┌─ Given passage
Context and aim of the programme
‘The number of scholarly works on “globalization” continues to explode. …Years of vigorous discussion … have revealed various intellectual tendencies but no clear sense—nor even an approximate sense—of what this word means.’ (Lang 2006)
Eight years later the situation remains depressingly similar. Disagreement about the timing of globalization symbolizes confusion about its nature, definition, dynamics, sub-units, and component elements. Its origin is variously dated to the 1970s, the 1940s, 1800 AD, 1500 AD, and 2500 BC. Several disciplines, notably International Relations, Economic History, and History, talk promisingly about globalization, but seldom to each other, and History itself is fragmented into sub-disciplinary silos. Such terms as ‘world system’, ‘network’, ‘connectivity’, and ‘circuits’ crop up repeatedly, but there is little agreement on what they mean. Networks, for example, can imply a web, with one spider in the middle, or a multi-focal network of networks. They can be anchored in place, shift bases, or even float, like some Jewish networks. Is network theory helpful here, or does it increase confusion? Scholars and disciplines, of course, will never agree entirely on concepts and methods. But without at least an irritated understanding of each other’s conceptual languages they are doomed to talk past each other.
This project will address these problems by crystalizing the best of existing approaches to globalization, and critiquing and reconceptualising them. This task is beyond any single scholar, and it is best attempted by a multifocal network of networks.
The following is an attempt to factor-analyse and specify some of the questions the network will address. It maintains that globalization has a deep past which, with due caution regarding teleology, can resonate usefully in the study of the present. What is globalization? At least three types might be posited:
1) World orders: Formally connected entities, existing above or between states, which seek to conceptualize, stabilize and even govern their known worlds. Early examples include the Papacy, the Caliphate, and the Chinese tribute system. Recent examples include the League of Nations and the UN, and possibly the orders characterized by a single ‘global policeman’: Britain in the 19th century and the US in the 20th. How do we characterize these orders, and compare them across time?
2) World systems: informal entities that exist across and around states. Early examples include the Chinese anchored Afro-Eurasian system, c.100 – 1800 AD. Immanuel Wallerstein and Manuel Castells would deny this world system the title, on the differing grounds that it lacked a division of labour and mass information sharing. Yet it did enable the Chinese to delegate the dirty work of acquiring and transporting extractives (e.g. silver, furs) in exchange for their silk fabrics and porcelain. It also required trans-national acceptance of the high value of gold and silver, intrinsically useless metals, and of the high desirability of Chinese manufactures – a global sharing of information and valuations if not values. Unlike Western Europeans, who globalized through expansion, the Chinese globalized mainly through attraction.
└─
┌─ Extracted data
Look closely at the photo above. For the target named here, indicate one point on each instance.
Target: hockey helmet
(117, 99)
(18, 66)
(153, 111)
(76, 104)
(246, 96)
└─
Goal - For each statement, state yes or no according to whether it agrees with the globalization passage, and quote the deciding words of the passage. 1. Among the proposed origins of globalization is 2500 BC. 2. Western Europeans globalized mainly through attraction. 3. The League of Nations is offered as an early example of a world order. The data above bear no relation to the globalization passage.

Result of this exercise -
1. Yes: "Its origin is variously dated to the 1970s, the 1940s, 1800 AD, 1500 AD, and 2500 BC."
2. No: "Unlike Western Europeans, who globalized through expansion, the Chinese globalized mainly through attraction."
3. No: "Recent examples include the League of Nations and the UN"